INSTRUCTION = Filter the data below and copy out every line that contains the string "stone".

━━━━━ INPUT DATA

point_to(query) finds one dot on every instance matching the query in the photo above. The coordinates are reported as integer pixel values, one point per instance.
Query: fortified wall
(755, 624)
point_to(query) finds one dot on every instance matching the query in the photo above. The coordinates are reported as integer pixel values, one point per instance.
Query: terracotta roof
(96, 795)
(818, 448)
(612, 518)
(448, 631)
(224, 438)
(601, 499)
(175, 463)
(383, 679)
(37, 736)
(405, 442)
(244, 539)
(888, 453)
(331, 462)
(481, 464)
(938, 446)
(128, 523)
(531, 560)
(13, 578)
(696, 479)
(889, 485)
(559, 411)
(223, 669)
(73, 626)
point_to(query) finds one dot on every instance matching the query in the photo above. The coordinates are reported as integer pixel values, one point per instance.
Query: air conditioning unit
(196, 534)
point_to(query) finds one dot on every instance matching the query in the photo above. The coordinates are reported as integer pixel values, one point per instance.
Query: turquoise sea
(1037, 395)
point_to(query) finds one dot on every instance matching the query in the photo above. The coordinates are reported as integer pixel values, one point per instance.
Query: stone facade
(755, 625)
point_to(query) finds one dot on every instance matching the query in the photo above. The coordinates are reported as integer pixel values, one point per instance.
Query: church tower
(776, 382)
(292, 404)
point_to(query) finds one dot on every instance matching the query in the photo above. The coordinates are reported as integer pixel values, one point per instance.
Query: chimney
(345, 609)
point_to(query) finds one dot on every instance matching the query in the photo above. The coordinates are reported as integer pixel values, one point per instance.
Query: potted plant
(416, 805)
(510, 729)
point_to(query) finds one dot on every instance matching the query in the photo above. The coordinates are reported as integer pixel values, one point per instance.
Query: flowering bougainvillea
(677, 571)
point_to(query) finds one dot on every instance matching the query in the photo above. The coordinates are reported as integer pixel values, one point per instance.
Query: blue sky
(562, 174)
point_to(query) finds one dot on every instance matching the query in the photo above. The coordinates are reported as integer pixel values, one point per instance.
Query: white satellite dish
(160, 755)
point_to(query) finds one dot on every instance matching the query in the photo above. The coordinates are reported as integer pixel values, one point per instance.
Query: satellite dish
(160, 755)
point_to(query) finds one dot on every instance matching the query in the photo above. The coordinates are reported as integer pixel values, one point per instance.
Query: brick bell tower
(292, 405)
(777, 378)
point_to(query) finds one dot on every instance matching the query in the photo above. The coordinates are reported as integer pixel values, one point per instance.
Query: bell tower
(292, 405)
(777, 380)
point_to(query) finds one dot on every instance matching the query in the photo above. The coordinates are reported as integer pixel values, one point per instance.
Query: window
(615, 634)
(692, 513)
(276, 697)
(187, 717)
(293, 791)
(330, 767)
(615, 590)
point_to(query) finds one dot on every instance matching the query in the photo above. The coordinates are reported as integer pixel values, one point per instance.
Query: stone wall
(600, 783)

━━━━━━━━━━

RESULT OF THIS TASK =
Query: stone facade
Query: stone wall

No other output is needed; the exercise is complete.